> [Problem details]
Print each entry as it appears. Images stay out of the copy.

*** Opening Available data ***

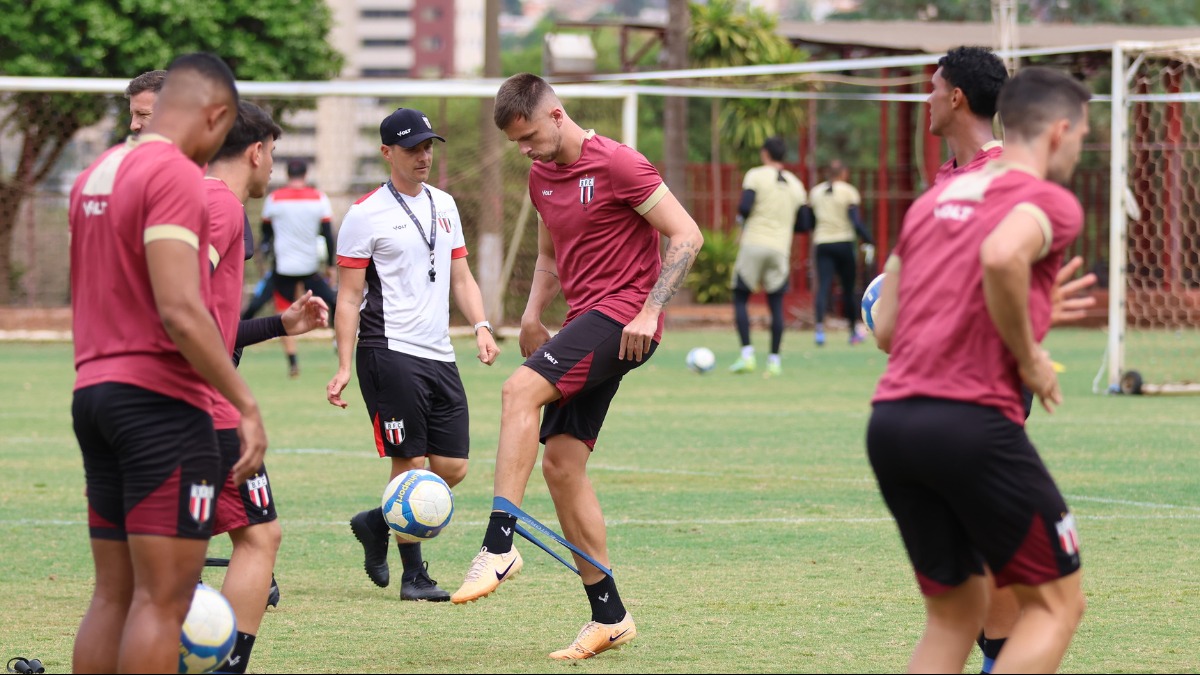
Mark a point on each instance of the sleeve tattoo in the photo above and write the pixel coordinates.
(675, 269)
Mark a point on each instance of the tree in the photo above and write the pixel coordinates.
(270, 40)
(724, 33)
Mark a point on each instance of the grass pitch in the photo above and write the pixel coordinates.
(745, 529)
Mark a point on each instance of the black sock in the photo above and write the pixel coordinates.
(991, 646)
(240, 656)
(498, 538)
(606, 607)
(409, 555)
(378, 525)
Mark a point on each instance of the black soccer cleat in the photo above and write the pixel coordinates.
(417, 585)
(273, 596)
(375, 548)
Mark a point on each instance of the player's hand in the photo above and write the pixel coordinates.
(486, 345)
(533, 335)
(637, 336)
(335, 388)
(306, 314)
(1065, 306)
(1041, 377)
(253, 446)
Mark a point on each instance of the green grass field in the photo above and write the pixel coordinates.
(745, 529)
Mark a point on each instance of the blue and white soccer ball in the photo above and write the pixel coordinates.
(701, 359)
(869, 300)
(418, 505)
(210, 632)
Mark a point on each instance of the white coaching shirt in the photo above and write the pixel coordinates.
(402, 310)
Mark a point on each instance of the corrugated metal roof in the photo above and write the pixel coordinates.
(933, 37)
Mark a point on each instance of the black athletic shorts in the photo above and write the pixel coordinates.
(150, 463)
(240, 506)
(418, 406)
(581, 362)
(967, 488)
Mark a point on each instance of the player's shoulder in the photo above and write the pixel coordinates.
(441, 197)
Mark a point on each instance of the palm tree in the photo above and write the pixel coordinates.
(726, 33)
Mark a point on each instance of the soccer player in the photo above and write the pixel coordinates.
(835, 210)
(143, 91)
(400, 255)
(240, 169)
(601, 208)
(145, 370)
(1001, 231)
(771, 198)
(961, 107)
(294, 216)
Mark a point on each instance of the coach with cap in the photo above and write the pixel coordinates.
(401, 254)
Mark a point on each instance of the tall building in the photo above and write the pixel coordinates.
(379, 40)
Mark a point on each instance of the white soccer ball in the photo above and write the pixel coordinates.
(869, 300)
(701, 359)
(418, 505)
(210, 632)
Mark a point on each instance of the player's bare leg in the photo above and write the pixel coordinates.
(1003, 610)
(521, 401)
(165, 571)
(564, 465)
(249, 580)
(97, 641)
(953, 620)
(1050, 615)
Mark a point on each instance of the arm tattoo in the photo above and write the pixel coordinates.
(675, 269)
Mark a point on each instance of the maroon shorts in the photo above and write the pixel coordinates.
(581, 362)
(967, 488)
(150, 461)
(240, 506)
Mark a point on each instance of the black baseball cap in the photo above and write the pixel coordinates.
(406, 127)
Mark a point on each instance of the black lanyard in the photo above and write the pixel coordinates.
(433, 225)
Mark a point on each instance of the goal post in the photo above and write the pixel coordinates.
(1153, 345)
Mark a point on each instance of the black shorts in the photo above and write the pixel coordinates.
(418, 406)
(150, 463)
(581, 362)
(240, 506)
(967, 488)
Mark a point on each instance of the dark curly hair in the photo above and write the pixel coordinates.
(979, 73)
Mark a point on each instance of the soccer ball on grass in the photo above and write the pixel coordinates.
(210, 632)
(418, 505)
(701, 359)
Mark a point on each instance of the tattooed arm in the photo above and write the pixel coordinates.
(683, 243)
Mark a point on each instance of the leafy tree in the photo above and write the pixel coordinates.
(270, 40)
(725, 33)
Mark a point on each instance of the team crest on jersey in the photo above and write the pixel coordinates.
(1068, 537)
(199, 505)
(587, 190)
(259, 494)
(394, 431)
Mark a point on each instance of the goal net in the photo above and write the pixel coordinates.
(1155, 220)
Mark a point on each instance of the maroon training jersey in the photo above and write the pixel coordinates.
(945, 344)
(135, 193)
(990, 150)
(227, 217)
(607, 254)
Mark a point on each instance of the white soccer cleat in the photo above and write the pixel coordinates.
(486, 574)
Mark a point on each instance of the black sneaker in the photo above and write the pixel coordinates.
(273, 596)
(417, 585)
(375, 547)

*** Closing Available data ***

> [Solution to this exercise]
Mark a point on each instance of the sleeve tattoo in the photo above and write the pixel coordinates.
(675, 269)
Mark a point on each instance of the tree in the photo above and write the pixel coordinates.
(270, 40)
(724, 33)
Mark a point on each instance of the grass pitch in the photo above and write the pixel coordinates.
(745, 529)
Mark a point on each instance of the black sock in the photo above and write the pixel coordinates.
(991, 646)
(240, 656)
(498, 538)
(606, 607)
(409, 555)
(378, 525)
Mark a point on each instance of the black soccer cleat in the photo above and write the pixel coordinates.
(417, 585)
(273, 596)
(375, 548)
Mark a point on each instance of the player's hand in the photo above and write the pixel coordinates.
(486, 345)
(533, 335)
(637, 336)
(335, 388)
(306, 314)
(1065, 306)
(1041, 377)
(253, 446)
Mark a point on each instance of the green grass field in the photo above and write the pixel coordinates.
(745, 529)
Mark a point on each instance of the blue and white soccer ball in the photo above and write the pixel coordinates.
(701, 359)
(869, 300)
(418, 505)
(210, 632)
Mark a point on each instance of the white coaching shirt in the photo above and write the pixel coordinates.
(402, 310)
Mark a point on each instance of the corrugated metal roof in the photo above and write the pixel coordinates.
(933, 37)
Mark a point on each instance of the black athletic shorts in the photo above and write the pixel coordinates.
(150, 463)
(240, 506)
(418, 406)
(581, 362)
(967, 488)
Mark a point on each instance of the player's shoulder in the photo above and write the pixel coordinates.
(441, 197)
Mark a point on each instance of the palm tree in the photo above and write the pixel coordinates.
(726, 33)
Mark a point on each instance of the soccer player in the photo above and write the pixel coordinates.
(835, 210)
(143, 91)
(400, 255)
(240, 169)
(601, 208)
(145, 370)
(1001, 231)
(771, 198)
(961, 107)
(294, 216)
Mark a point on each instance of the coach with cap in the photo above and write the pixel coordinates.
(401, 254)
Mark a point on each instance of the tall building in the photo above and write the pixel coordinates.
(379, 40)
Mark a point on each instance of the white soccer ball in the photo above and write the pixel coordinates.
(869, 300)
(701, 359)
(418, 505)
(210, 632)
Mark a point on each instance of the player's bare leg in the photo above and write the pixel coordinates.
(1003, 610)
(521, 401)
(165, 571)
(564, 465)
(249, 580)
(97, 641)
(953, 620)
(1050, 615)
Mark a point on each instance of the arm tattoo in the photo above and write the pixel coordinates.
(675, 269)
Mark a point on each instance of the maroon shorts in the photo above and write the pixel coordinates.
(581, 362)
(967, 488)
(150, 461)
(240, 506)
Mark a point on each instance of the black baseball cap in the photo above and write the pixel coordinates.
(406, 127)
Mark a point on each instance of the black lanyard in the photo above and write the pixel coordinates.
(433, 225)
Mark a point on each instance of the goal post in the photo above and write the pixel coordinates.
(1153, 345)
Mark a point on each instance of the black shorts in the photo above and write the pixel coordinates.
(418, 406)
(150, 463)
(581, 362)
(240, 506)
(967, 488)
Mark a point on each instance of the dark curly hair in the photo above and write the pixel coordinates.
(979, 73)
Mark a point on each instance of the soccer ball on grass in the photo above and write the pixel coordinates.
(210, 632)
(418, 505)
(701, 359)
Mark a point on each instance of the tattooed arm in the photo above and write the pixel coordinates.
(683, 243)
Mark a point on each instance of the leafy tree in the photo above and write the pixel coordinates.
(270, 40)
(725, 33)
Mark a point on each instance of the team crest on jersey in the photo above and write the pixel coordinates.
(1068, 537)
(199, 505)
(587, 190)
(259, 494)
(394, 431)
Mark a point on each instance of the goal net in the photo above and write the pixel coordinates.
(1155, 220)
Mark a point on each instance of the maroon training jersey in the photo above and write the pixel coordinates.
(945, 344)
(135, 193)
(990, 150)
(227, 217)
(607, 254)
Mark a point on each instance of the white soccer cleat in the photo above and write the pixel coordinates.
(486, 574)
Mark a point on each instance of the black sneaker in the photo above and write the pixel coordinates.
(273, 596)
(417, 585)
(375, 547)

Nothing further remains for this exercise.